Extrait du document -
Le phénomène messianique dans son ensemble s’articule sur le phénomène de l’attente, à tel point que l’exaspération de l’attente apparaît comme la dimension essentielle de la conscience messianique. C’est à dire que le propre du messie est d’arriver, en permanence. Et l’attente messianique est l’expression ardente d’une communauté tournée tout entière vers l’avenir que lui réserve son dieu, à une époque et dans un lieu précis.
Cette réalité, nous l’avons en tant que chrétiens largement réduite à sa dimension liturgique au moment du temps de l’Avent.
Il faut avouer que le vivre autrement nous est compliqué, car nous sommes très influencés par une conception du temps issue de la modernité des Lumières qui voit l’Histoire comme un long aboutissement vers le progrès. Comme une chronologie imperturbable qui égrène les mois et les années, et dans laquelle le Messie serait alors un aboutissement.
La grâce de la présence de Dieu, cependant, n’est pas un aboutissement : elle est irruption.

Consigne 1 -
Les affirmations (a), (b) et (c) concordent-elles avec le passage sur l’attente messianique ? Répondez par oui ou par non et citez tels quels les mots du passage qui en décident.
(a) Le propre du messie est d’arriver une seule fois.
(b) Les chrétiens ont largement réduit cette réalité à sa dimension liturgique au temps de l’Avent.
(c) La grâce de la présence de Dieu est présentée comme un aboutissement.
Consigne 2 -
Que répond le passage sur l’attente messianique à ces questions ?
(a) Quelle est la dimension essentielle de la conscience messianique ?
(b) De quelle époque est issue la conception du temps qui nous influence ?
(c) Comment cette conception voit-elle l’Histoire ?
Consigne 3 - Prolongez le passage sur l’attente messianique à partir de sa dernière phrase.
Les données ne sont d’aucune utilité ici.

Données brutes -

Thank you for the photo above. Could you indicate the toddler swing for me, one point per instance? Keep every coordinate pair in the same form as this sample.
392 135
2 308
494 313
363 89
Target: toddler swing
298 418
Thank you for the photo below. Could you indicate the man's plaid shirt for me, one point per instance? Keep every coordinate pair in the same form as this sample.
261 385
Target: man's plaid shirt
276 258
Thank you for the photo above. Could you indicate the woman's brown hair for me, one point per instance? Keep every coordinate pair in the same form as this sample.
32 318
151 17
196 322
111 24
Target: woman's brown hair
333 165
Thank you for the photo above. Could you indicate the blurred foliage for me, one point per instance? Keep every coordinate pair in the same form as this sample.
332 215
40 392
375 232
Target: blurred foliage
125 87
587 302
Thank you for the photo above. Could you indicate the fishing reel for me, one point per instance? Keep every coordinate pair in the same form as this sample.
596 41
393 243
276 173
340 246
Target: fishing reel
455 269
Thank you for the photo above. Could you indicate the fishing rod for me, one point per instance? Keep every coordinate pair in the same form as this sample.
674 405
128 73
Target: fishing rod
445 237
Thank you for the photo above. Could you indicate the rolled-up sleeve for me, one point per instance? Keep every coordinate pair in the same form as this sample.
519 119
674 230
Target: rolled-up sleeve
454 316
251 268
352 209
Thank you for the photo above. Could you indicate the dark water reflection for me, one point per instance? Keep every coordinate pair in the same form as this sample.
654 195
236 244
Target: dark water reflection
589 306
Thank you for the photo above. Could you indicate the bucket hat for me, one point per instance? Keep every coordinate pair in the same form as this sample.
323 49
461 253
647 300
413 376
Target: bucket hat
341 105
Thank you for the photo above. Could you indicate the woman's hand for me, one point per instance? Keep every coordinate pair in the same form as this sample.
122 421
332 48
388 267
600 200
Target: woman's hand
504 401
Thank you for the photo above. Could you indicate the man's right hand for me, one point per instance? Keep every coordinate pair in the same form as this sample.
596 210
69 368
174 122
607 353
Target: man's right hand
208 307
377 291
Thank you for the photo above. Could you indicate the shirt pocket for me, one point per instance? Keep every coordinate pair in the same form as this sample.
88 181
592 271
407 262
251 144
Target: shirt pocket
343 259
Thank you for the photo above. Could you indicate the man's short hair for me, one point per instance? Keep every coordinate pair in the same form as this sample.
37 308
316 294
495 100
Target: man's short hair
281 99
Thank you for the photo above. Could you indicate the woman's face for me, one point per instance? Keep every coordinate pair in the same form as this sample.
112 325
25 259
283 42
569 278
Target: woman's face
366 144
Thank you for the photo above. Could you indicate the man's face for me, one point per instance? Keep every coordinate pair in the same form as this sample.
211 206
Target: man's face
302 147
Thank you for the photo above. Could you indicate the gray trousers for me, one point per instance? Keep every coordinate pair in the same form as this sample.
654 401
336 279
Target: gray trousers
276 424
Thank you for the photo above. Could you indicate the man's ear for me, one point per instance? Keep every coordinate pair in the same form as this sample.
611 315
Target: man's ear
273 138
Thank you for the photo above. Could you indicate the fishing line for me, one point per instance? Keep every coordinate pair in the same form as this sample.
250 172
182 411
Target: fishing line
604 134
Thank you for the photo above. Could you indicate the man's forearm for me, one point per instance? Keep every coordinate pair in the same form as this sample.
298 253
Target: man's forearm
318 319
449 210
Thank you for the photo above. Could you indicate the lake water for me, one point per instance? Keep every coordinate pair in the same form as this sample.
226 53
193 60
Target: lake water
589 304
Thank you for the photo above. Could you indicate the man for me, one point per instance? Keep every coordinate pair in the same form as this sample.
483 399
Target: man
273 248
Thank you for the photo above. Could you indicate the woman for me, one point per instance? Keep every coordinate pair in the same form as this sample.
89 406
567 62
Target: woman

Réponse 1 -
(a) Non : « le propre du messie est d’arriver, en permanence ».
(b) Oui : « nous l’avons en tant que chrétiens largement réduite à sa dimension liturgique au moment du temps de l’Avent ».
(c) Non : « n’est pas un aboutissement : elle est irruption ».

Réponse 2 -
(a) L’exaspération de l’attente.
(b) De la modernité des Lumières.
(c) Comme un long aboutissement vers le progrès.

Réponse 3 -
Franz Rosenzweig a écrit une phrase qui pourrait qualifier le temps messianique auquel nous sommes invités à prendre part, en tant que croyants, dans notre rencontre avec le Christ : « Il y a un aujourd’hui qui n’est qu’un pont vers demain, et il y a un autre aujourd’hui qui est un tremplin vers l’éternité ».
C’est à ce temps que nous sommes invités à la lecture de l’Évangile, comme le sont les personnes que le Christ rencontre les unes après les autres dans leur diversité. Ainsi, le temps de la rencontre messianique n’est pas un autre temps, qui aurait son lieu dans un ailleurs improbable, ni d’un temps à venir.
Le temps du Messie n’est pas identifié au temps du futur. C’est le propre de la prédication du Christ, le Messie, que de rendre attentif à ce temps qui s’ouvre désormais pour quiconque en perçoit la richesse.
La littérature, dans l’urgence d’un XXème siècle tourmenté, a su mettre des mots sur cette réalité bien mieux parfois que n’a su le faire la théologie.
Dans ses Lettres à un jeune poète, Rilke écrit dans la Sixième lettre, en 1903 :
« Si vous éprouvez angoisses et tourments en évoquant votre enfance dans tout ce qu’elle a de simple et de secret, parce que vous ne pouvez plus croire en Dieu qui s’y trouve à chaque pas, alors demandez-vous, si vous avez vraiment perdu Dieu. N’est-ce pas plutôt que vous ne l’avez jamais possédé ?
Et pourquoi le chercher comme si vous l’aviez perdu ? Pourquoi ne pas penser qu’il est celui qui viendra, qui de toute éternité doit venir, qu’il est le futur, le fruit accompli d’un arbre dont nous sommes les feuilles ? Quoi donc vous empêche de projeter sa venue dans le devenir et de vivre votre vie comme un des jours douloureux et beaux d’une sublime grossesse ? Ne voyez-vous donc pas que tout ce qui arrive est toujours un commencement ?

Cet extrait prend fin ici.